- Request a
Extract everything in the Calgary-Montrose article from "Defunct provincial electoral district in" down to "1986 to 2012.", copying it word for word.

- Text shown
------------------------------------------------
Calgary Montrose
- 2004 boundaries

Defunct provincial electoral district
- Legislature: Legislative Assembly of Alberta
- District created: 1986
- District abolished: 2012
- First contested: 1986
- Last contested: 2008

= Calgary-Montrose =

Defunct provincial electoral district in Alberta, Canada

Calgary Montrose was a provincial electoral district in Calgary, Alberta, Canada, mandated to return a single member to the Legislative Assembly of Alberta using the first past the post method of voting from 1986 to 2012.

==History==
This urban district located in central east Calgary was created in the 1986 boundary re-distribution from Calgary-McCall. The district elected Progressive Conservative candidates for its entire history.

The district has seen its share of controversial elections in recent years. The last representative was Manmeet Bhullar, who won his first term in office in a controversial race over Independent Ron Leech in the 2008 general election. The previous representative was Hung Pham, who served from 1993 to 2004.
------------------------------------------------
[Excerpts of bounding box data]
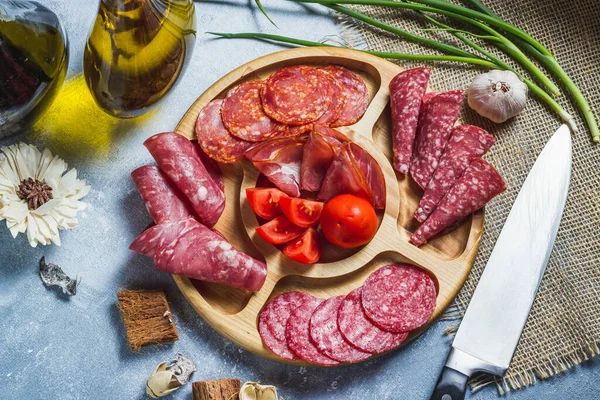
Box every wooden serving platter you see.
[173,47,483,365]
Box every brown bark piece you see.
[192,379,241,400]
[117,289,179,351]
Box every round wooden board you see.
[173,47,483,365]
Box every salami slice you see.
[196,100,253,164]
[317,143,385,209]
[410,90,463,189]
[261,65,332,125]
[300,125,346,192]
[323,65,369,128]
[285,298,339,367]
[410,158,506,246]
[315,69,346,125]
[130,218,267,292]
[193,142,225,193]
[338,288,408,354]
[131,165,196,224]
[362,264,436,332]
[310,296,371,363]
[415,125,496,223]
[258,292,314,360]
[221,81,285,142]
[389,68,430,174]
[246,136,306,197]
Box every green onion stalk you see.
[291,0,600,142]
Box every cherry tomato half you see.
[256,215,304,244]
[321,194,379,249]
[246,188,287,219]
[279,197,323,228]
[283,228,321,264]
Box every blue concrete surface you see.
[0,0,600,400]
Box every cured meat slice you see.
[131,165,196,224]
[144,132,225,227]
[317,143,385,209]
[415,125,496,223]
[310,296,371,363]
[338,288,408,354]
[196,100,253,164]
[350,143,385,209]
[410,90,463,189]
[300,125,345,192]
[261,65,332,125]
[410,158,506,246]
[362,264,436,332]
[130,218,267,292]
[193,142,225,193]
[285,298,339,367]
[389,68,430,174]
[315,69,346,125]
[323,65,369,128]
[258,292,314,360]
[221,81,285,142]
[246,136,306,197]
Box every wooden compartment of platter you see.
[173,47,483,365]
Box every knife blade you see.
[431,125,572,400]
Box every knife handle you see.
[430,366,469,400]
------------------------------------------------
- Request b
Put everything in the rows from the line containing "Box every round wooden board you see." down to the line containing "[291,0,600,142]" into a Markdown table with the columns Position and Content. Number each line under Position, give the line itself under Content, and leave out blank lines.

- Correct result a
Defunct provincial electoral district in Alberta, Canada

Calgary Montrose was a provincial electoral district in Calgary, Alberta, Canada, mandated to return a single member to the Legislative Assembly of Alberta using the first past the post method of voting from 1986 to 2012.

- Correct result b
| Position | Content |
|---|---|
| 1 | Box every round wooden board you see. |
| 2 | [173,47,483,365] |
| 3 | Box every salami slice you see. |
| 4 | [196,100,253,164] |
| 5 | [317,143,385,209] |
| 6 | [410,90,463,189] |
| 7 | [261,65,332,125] |
| 8 | [300,125,346,192] |
| 9 | [323,65,369,128] |
| 10 | [285,298,339,367] |
| 11 | [410,158,506,246] |
| 12 | [315,69,346,125] |
| 13 | [130,218,267,292] |
| 14 | [193,142,225,193] |
| 15 | [338,288,408,354] |
| 16 | [131,165,196,224] |
| 17 | [362,264,436,332] |
| 18 | [310,296,371,363] |
| 19 | [415,125,496,223] |
| 20 | [258,292,314,360] |
| 21 | [221,81,285,142] |
| 22 | [389,68,430,174] |
| 23 | [246,136,306,197] |
| 24 | Box every green onion stalk you see. |
| 25 | [291,0,600,142] |